Обязательное задание => Продолжите текст об Эренбурге, начав сразу после его последнего предложения.

Исходный текст =>

Шкловский же имел в виду совсем не это: превращение “антисоветского” или — во всяком случае — “асоветского” Эренбурга, написавшего «Хулио Хуренито» и «Жизнь и гибель Николая Курбова», в советского, сочинившего «День второй» и «Падение Парижа», было здесь ни при чём.

Мне казалось, что, отрубив от фразы Шкловского «Звериное тепло», я расширил смысл приведённой цитаты.

На самом деле я его сузил.

«Звериное тепло» — это было название сборника стихов Эренбурга, выпущенного в 1922 году берлинским издательством «Геликон».

Стихи были о любви.

Например, вот такие:

Средь мотоциклетовых цикад
Слышу древних баобабов запах.
Впрочем, не такая ли тоска
Обкорнала страусов на шляпы?
Можно вылить бочки сулемы,
Зебу превратить в автомобили,
Но кому же нужно, чтобы мы
Так доисторически любили.
Чтобы губы — бешеный лоскут,
Створки раковин, живое мясо,
Захватив помадную тоску,
Задыхались напастями засух...
Чтобы пред одной, и то не той,
Ни в какие радости не веря,
Изойти берложной теплотой
Насмерть ошарашенного зверя.

Незадолго до того, в том же 1922 году, в том же «Геликоне» вышла книга Эренбурга «А всё-таки она вертится...», в которой он присягал на верность новой, урбанистической, машинной эстетике ХХ века. И вот — ещё и года не прошло, а он уже готов проклясть этот новый век, эту машинную цивилизацию с её автомобилями и мотоциклами, чтобы восславить “звериное тепло” вечной, неумирающей, “доисторической” любви.

Вот, стало быть, что имел в виду Виктор Борисович, сказав о нём, что “из Савла он не стал Павлом”.

И тут надо признать, что он — как в воду глядел.

Этому своему мирочувствованию Эренбург не изменил и тогда, когда был возведён в ранг классика советской литературы.

В одном из поздних, вполне советских его романов (кажется, в «Буре») об одной из юных его героинь, в тот день ставшей женщиной, сказано, что “только сегодня она узнала, для чего живут люди”.

Какой советский писатель посмел бы написать такую фразу? Советские люди, как известно, жили для того, чтобы целиком, без остатка отдать себя борьбе за строительство нового, прекрасного мира. Чтобы в конце жизни “не было мучительно больно за бесцельно прожитые годы”, как выразился на этот счёт другой, настоящий советский классик.

Записи для определения положения
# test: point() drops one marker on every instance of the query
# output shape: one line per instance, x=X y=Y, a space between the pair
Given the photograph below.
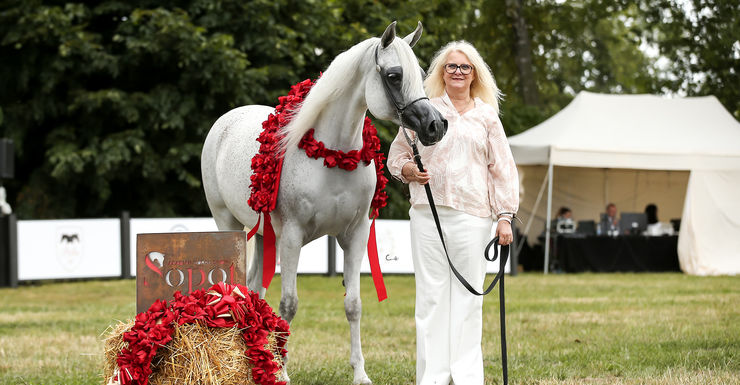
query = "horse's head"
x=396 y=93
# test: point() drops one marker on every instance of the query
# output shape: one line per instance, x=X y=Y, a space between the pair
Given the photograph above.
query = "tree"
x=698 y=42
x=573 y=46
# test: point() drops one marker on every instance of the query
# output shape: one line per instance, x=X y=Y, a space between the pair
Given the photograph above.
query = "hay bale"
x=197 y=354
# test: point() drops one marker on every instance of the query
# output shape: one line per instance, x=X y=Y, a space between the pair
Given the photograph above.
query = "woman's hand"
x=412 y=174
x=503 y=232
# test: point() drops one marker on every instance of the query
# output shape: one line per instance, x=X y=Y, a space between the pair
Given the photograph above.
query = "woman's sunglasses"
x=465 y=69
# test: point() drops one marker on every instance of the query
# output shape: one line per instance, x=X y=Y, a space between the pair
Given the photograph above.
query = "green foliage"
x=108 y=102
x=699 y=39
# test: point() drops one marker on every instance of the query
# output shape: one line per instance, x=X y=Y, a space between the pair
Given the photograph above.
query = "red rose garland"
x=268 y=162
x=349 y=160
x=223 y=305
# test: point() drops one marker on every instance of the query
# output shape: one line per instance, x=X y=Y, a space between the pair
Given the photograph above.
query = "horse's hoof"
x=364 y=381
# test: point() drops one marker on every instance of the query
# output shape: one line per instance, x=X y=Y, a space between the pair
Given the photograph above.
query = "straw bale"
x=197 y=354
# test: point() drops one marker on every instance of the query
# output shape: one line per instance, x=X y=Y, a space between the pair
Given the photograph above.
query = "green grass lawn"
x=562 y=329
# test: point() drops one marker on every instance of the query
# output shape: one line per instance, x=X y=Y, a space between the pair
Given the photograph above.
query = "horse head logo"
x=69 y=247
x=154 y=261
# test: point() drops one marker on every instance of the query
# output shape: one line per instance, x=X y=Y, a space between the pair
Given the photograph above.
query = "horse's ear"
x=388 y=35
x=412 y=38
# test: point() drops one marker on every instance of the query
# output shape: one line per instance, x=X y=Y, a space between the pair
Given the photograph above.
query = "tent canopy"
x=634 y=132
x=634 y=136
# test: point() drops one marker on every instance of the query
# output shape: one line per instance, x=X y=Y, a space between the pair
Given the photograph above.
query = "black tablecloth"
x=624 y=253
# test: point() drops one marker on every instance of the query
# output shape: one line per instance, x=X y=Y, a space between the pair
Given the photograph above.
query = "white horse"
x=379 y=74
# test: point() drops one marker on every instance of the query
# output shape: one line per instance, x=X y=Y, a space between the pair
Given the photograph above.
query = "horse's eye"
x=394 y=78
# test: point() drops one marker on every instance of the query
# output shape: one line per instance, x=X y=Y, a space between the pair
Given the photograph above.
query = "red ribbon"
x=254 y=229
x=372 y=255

--

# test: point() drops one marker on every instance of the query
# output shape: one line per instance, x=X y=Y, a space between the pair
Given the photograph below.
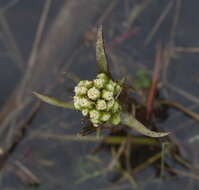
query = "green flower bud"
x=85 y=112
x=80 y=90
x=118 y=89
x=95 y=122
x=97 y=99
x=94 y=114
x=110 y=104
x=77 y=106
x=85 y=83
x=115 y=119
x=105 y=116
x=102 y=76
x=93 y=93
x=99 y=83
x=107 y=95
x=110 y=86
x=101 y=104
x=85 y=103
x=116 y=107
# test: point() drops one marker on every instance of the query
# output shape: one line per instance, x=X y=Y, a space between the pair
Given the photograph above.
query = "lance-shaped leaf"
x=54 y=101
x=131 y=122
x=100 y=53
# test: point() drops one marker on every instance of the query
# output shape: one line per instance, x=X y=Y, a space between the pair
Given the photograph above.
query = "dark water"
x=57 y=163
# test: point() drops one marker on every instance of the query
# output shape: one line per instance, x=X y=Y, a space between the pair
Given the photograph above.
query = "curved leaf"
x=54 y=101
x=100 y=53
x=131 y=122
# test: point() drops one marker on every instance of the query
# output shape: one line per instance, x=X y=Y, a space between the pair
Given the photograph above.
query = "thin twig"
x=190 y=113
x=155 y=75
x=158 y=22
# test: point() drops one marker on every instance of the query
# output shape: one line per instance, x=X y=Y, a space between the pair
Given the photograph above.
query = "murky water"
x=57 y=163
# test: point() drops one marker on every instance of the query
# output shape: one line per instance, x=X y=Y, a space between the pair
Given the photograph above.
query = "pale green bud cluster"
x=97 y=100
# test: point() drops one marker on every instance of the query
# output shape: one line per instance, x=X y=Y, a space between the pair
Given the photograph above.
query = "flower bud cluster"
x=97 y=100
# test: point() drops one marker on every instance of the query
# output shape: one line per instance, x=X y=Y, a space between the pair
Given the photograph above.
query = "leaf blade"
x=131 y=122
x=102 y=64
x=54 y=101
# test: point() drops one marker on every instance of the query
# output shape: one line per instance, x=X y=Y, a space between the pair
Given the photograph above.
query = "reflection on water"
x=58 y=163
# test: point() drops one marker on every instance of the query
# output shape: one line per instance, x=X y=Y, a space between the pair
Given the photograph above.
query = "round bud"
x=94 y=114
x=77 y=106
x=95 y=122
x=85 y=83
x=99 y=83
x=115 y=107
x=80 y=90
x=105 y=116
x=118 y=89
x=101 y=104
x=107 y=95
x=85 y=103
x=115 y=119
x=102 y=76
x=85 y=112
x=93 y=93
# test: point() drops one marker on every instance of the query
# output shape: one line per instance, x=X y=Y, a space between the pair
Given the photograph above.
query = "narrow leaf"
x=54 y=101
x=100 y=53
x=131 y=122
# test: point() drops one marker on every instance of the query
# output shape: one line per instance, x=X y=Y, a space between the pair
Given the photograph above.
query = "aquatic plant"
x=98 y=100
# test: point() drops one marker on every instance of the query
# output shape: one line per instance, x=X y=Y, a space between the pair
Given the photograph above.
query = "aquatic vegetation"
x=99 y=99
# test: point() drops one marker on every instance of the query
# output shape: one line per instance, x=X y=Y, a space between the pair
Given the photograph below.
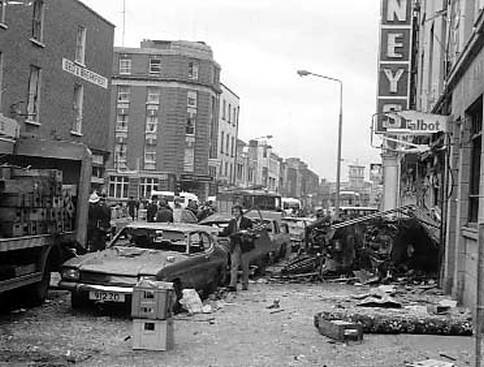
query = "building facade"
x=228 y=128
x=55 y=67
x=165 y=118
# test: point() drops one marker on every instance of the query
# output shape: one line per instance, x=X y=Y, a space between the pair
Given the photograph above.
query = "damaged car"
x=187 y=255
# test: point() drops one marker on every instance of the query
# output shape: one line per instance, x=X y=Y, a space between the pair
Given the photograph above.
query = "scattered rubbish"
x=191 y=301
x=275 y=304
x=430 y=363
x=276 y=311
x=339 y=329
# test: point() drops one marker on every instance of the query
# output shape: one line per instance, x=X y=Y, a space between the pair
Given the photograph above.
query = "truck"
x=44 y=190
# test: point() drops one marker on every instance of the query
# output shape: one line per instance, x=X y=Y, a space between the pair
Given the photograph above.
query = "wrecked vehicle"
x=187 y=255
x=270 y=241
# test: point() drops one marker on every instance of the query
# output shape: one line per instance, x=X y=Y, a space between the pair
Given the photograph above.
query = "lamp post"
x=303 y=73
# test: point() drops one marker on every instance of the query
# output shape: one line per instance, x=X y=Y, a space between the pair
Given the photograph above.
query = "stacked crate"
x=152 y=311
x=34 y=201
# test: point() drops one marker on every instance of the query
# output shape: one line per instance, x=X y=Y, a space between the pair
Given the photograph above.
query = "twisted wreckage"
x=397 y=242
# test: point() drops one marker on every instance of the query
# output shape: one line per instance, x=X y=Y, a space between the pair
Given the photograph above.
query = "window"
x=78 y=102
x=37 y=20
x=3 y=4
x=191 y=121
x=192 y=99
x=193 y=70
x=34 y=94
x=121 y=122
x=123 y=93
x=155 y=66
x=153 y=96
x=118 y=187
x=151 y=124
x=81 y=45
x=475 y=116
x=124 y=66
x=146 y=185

Ответ к заданию =>
Советский писатель или поэт, если даже случалось ему коснуться щекотливой темы интимной близости мужчины и женщины, говорил об этом словно бы извиняясь, оправдываясь. (Помню стихотворную строчку одного молодого поэта: “Разве, когда ты голая, ты перестаёшь быть комсомолкой?”)

Для Эренбурга же приведённая мною фраза (“для чего живут люди”) была — почти мировоззрением.

В его романе «Москва слезам не верит» омерзительный юнец Луи, прыщавый девственник, со страхом думает об интимной близости с девушкой, которая ему нравится: он боится, что у него ничего не получится и она будет над ним смеяться. Примерно так оно и выходит, и автор как будто даже сочувствует этому незадачливому подростку. Но спустя несколько страниц мы вновь встречаемся с ним на страницах романа.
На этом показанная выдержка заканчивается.